> **ТЕКСТ**
===============

Ты был моим любимым братом.
Тебя я с детства опекал.
Отец ушел на фронт солдатом,
А мне отцовство передал.
 
Он так сказал: «Ну, сын, ты старший.
 Храни же братьев и сестер,
 Пока я сам кровавым маршем
 Не затопчу войны костер».

 И я, в тринадцать лет мальчишка,
 Стал в доме старшим за отца.
 Девизом были – труд и книжка.
 И так все годы до конца.

 Конца войны, суровой долгой,
 Как испытанье на износ.
 Но я был свято верен долгу.
 И груз отцовства честно нес.
               
 Я делал все, чтоб были сыты
 Четыре маленькие рта.
 Одеты, стрижены, помыты.
 Чтоб не водилась вшивота.

 Чтоб в доме звонко раздавался
 Веселый смех – не плачь больных.
 И чтобы каждый согревался
 Заботой, лаской рук моих.

 А было трудно. Ох, как трудно!
 Кормильцев отняла война.
 В поселке было многолюдно.
 Теперь же скорбь и тишина.

 Четыре года к нам в избенки,
 Как листья в желтый листопад,
 Летели с фронта похоронки:
 Погиб отец, убит сын, брат.

 В тылу – борьба за выживанье:
 Что сам создал – то ешь и пей.
 Не уповай на состраданье
 Ни у людей, ни у властей.

 В те окровавленные годы
 Мужали мы не по годам,
 А по часам. И все невзгоды
 Бороть учился каждый сам.

===============

> **СТРОКИ**
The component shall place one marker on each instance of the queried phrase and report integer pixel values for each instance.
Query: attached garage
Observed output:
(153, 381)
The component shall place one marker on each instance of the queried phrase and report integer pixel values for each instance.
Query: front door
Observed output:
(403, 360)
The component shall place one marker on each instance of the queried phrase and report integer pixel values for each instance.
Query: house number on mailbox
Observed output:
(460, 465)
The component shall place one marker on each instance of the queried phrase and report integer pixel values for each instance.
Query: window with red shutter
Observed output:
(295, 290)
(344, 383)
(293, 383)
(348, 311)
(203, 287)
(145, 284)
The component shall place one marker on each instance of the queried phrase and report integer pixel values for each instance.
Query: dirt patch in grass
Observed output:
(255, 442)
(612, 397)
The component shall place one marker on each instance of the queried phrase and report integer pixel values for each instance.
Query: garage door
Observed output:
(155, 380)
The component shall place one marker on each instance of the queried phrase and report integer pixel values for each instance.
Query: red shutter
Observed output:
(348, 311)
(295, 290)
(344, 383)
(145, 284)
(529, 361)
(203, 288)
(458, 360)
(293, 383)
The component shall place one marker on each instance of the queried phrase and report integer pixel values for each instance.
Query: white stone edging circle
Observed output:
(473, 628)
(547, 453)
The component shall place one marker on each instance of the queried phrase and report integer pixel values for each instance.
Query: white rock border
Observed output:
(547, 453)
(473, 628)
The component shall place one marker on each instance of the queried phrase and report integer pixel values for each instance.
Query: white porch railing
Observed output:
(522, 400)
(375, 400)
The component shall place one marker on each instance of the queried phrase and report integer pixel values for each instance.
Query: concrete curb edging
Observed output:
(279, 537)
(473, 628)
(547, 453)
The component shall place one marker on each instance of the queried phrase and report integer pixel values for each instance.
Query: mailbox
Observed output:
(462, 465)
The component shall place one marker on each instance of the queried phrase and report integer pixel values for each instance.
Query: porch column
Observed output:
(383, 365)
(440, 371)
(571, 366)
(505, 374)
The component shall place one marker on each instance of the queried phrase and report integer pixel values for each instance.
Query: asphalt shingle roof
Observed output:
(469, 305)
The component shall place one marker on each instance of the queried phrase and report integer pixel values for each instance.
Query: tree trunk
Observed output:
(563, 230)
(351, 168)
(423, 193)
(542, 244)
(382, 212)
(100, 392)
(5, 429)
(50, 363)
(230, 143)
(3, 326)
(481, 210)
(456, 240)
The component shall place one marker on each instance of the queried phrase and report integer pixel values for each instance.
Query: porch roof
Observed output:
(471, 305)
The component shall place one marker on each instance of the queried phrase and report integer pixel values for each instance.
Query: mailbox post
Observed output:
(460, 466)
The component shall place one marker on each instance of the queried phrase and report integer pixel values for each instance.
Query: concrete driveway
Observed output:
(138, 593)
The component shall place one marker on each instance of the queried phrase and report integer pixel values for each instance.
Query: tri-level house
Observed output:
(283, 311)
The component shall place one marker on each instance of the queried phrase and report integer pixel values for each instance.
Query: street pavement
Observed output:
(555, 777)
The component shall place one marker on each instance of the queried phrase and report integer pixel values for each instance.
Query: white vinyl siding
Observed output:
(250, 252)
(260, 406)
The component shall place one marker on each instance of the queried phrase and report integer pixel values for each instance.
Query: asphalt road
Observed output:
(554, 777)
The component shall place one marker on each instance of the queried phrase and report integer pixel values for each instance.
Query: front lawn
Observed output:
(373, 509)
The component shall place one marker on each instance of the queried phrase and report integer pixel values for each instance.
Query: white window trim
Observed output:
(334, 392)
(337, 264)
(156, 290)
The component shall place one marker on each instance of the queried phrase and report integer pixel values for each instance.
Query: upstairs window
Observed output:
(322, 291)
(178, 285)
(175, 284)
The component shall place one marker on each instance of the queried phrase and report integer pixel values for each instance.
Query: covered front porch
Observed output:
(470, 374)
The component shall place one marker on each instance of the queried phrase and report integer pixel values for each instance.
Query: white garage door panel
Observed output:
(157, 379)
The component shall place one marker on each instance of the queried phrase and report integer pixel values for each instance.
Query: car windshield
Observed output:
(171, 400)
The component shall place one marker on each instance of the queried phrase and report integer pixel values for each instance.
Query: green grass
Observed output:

===============

> **ЗАДАНИЕ**
Перепишите дословно отрывок стихотворения между словами «И я, в тринадцать» и «отцовства честно нес.» включительно. Строки взяты из другого источника.

> **РЕЗУЛЬТАТ**
И я, в тринадцать лет мальчишка,
 Стал в доме старшим за отца.
 Девизом были – труд и книжка.
 И так все годы до конца.

 Конца войны, суровой долгой,
 Как испытанье на износ.
 Но я был свято верен долгу.
 И груз отцовства честно нес.